▶ **Exercise description**:
Starting at the top of the entries below, set down every line exactly, please, until you reach the line with "Mark every instance of the guitar-shaped", which is included too.

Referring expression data
# # # # # # #
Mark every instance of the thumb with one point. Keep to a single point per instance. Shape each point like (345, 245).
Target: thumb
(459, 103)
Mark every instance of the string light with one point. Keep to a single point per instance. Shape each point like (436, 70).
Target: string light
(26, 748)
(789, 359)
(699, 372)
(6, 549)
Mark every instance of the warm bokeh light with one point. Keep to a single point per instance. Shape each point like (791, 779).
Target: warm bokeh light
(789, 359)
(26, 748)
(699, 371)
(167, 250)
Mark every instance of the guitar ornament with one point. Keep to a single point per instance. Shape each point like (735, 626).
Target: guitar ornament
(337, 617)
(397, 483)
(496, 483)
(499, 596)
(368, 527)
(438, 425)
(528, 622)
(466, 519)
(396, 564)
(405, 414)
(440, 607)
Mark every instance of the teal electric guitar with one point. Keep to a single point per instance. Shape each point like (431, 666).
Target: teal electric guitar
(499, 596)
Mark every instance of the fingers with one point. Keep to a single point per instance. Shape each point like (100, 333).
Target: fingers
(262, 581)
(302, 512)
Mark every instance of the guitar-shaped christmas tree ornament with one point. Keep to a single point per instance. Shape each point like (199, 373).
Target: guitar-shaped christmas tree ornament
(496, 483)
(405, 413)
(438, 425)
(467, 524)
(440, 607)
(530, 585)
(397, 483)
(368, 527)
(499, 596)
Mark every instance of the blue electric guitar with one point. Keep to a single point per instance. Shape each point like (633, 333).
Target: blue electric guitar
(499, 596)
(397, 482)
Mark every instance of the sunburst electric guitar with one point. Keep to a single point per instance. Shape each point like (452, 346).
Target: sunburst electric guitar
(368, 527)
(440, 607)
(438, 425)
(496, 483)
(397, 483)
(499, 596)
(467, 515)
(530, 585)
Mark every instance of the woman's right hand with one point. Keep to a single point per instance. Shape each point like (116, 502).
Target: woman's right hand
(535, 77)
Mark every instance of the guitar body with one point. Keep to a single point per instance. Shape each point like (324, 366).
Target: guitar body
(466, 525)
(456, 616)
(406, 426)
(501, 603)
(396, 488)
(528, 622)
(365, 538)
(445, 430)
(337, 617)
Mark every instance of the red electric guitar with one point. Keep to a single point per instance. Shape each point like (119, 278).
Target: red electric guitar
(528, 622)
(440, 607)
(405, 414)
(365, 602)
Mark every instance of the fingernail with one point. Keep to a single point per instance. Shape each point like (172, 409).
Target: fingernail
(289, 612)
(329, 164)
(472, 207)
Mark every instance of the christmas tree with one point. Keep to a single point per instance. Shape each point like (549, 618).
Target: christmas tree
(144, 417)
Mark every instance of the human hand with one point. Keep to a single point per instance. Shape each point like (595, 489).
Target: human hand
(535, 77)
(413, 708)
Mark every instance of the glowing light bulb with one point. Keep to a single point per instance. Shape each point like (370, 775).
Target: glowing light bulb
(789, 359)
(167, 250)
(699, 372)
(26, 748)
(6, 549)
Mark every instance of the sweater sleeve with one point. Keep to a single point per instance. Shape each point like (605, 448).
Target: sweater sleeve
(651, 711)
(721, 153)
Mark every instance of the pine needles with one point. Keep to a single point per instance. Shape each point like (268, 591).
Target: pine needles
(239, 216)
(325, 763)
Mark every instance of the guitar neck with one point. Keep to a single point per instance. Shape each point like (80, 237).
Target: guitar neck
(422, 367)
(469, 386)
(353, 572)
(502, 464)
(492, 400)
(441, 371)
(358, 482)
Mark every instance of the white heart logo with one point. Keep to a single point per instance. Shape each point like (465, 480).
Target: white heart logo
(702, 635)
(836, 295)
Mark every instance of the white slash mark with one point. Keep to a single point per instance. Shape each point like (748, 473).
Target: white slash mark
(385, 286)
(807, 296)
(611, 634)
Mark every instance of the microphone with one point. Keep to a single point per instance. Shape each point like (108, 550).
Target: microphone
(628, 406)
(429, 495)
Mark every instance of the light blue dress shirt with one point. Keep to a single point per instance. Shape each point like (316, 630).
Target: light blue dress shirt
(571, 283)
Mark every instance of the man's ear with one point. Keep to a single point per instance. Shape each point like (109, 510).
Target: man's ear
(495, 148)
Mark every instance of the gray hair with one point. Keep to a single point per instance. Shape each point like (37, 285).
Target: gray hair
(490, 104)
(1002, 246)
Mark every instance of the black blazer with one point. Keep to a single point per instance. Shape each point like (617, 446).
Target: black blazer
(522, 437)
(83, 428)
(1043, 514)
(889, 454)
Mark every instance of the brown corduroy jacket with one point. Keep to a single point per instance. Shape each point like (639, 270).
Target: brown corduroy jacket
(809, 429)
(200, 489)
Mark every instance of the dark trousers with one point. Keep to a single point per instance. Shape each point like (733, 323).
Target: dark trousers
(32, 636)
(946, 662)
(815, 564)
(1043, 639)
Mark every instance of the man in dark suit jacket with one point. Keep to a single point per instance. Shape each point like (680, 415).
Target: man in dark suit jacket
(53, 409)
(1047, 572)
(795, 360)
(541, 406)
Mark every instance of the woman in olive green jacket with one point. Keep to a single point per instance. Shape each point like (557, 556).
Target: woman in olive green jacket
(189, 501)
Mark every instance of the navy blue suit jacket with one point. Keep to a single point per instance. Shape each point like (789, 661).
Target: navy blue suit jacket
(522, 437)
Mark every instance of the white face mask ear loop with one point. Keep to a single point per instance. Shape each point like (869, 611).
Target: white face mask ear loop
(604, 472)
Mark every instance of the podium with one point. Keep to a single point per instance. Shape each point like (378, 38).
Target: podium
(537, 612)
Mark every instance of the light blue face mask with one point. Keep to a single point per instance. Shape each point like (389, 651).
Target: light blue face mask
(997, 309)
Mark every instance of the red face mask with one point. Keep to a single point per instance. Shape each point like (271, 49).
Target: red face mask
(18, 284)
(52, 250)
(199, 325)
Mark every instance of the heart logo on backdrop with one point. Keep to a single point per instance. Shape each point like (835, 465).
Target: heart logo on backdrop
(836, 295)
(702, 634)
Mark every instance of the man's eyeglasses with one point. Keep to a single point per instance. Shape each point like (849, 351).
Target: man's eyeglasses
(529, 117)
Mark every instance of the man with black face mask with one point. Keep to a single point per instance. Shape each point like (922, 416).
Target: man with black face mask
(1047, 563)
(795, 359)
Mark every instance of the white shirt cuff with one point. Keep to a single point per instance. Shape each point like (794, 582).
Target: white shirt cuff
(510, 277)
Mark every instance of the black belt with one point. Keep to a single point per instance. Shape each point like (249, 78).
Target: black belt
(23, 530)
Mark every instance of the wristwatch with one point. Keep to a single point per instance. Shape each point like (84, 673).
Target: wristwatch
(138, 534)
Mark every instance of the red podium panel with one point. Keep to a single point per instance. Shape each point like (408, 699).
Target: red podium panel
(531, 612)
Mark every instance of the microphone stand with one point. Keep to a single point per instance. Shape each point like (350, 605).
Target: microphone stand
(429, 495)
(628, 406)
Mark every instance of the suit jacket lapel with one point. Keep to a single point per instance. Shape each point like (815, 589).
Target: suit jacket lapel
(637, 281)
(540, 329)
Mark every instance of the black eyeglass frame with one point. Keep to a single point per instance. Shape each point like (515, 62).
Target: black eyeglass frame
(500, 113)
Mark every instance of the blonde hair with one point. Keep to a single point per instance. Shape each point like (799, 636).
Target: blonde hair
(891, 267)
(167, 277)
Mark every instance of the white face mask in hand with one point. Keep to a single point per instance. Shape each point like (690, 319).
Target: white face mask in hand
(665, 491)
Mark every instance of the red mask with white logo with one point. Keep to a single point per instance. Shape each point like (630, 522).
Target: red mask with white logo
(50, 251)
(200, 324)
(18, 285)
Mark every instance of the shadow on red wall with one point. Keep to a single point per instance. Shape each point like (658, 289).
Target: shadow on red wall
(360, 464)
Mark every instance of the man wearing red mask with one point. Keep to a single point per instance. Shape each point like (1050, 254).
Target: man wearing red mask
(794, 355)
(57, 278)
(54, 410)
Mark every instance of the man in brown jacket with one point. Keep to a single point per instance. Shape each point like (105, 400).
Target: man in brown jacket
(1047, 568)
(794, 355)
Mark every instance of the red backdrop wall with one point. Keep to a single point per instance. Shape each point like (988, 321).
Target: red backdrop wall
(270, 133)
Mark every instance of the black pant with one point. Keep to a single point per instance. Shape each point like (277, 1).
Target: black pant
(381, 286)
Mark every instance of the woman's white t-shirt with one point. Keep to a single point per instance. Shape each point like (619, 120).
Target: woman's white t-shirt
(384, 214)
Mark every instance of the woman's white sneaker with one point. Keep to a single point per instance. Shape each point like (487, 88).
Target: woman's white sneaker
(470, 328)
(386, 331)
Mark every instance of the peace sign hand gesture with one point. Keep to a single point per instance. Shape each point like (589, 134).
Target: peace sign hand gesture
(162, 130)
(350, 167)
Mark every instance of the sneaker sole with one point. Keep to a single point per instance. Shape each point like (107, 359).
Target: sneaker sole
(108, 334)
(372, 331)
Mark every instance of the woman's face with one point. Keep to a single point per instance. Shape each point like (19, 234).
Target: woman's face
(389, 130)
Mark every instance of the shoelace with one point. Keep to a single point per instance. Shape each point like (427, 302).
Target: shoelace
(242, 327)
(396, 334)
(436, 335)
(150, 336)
# # # # # # #
▶ **Solved exercise**:
Mark every instance of the thumb with one point. Keep to a single point per instance. Shape each point like (345, 245).
Target: thumb
(459, 103)
Mark every instance of the string light with one point. Keep to a single point per instance. Shape each point like (436, 70).
Target: string light
(26, 748)
(789, 359)
(699, 372)
(6, 549)
Mark every instance of the warm bokeh light with one point. Keep to a single point per instance. Shape each point like (791, 779).
Target: warm bokeh light
(789, 359)
(26, 748)
(699, 371)
(167, 250)
Mark every instance of the guitar ornament with one point. Keep to a single point per instance. Shape each point like (735, 626).
Target: guitar ornament
(337, 617)
(397, 483)
(496, 483)
(499, 596)
(368, 527)
(438, 425)
(528, 622)
(466, 519)
(396, 564)
(405, 414)
(440, 607)
Mark every instance of the teal electric guitar with one point. Keep to a single point per instance. Shape each point like (431, 666).
Target: teal electric guitar
(499, 596)
Mark every instance of the fingers with one point. Keep to a single point per instance. Shape each point like (100, 333).
Target: fingers
(262, 581)
(302, 512)
Mark every instance of the guitar-shaped christmas tree ornament with one point. Keep to a single point per instance. Shape each point like (199, 373).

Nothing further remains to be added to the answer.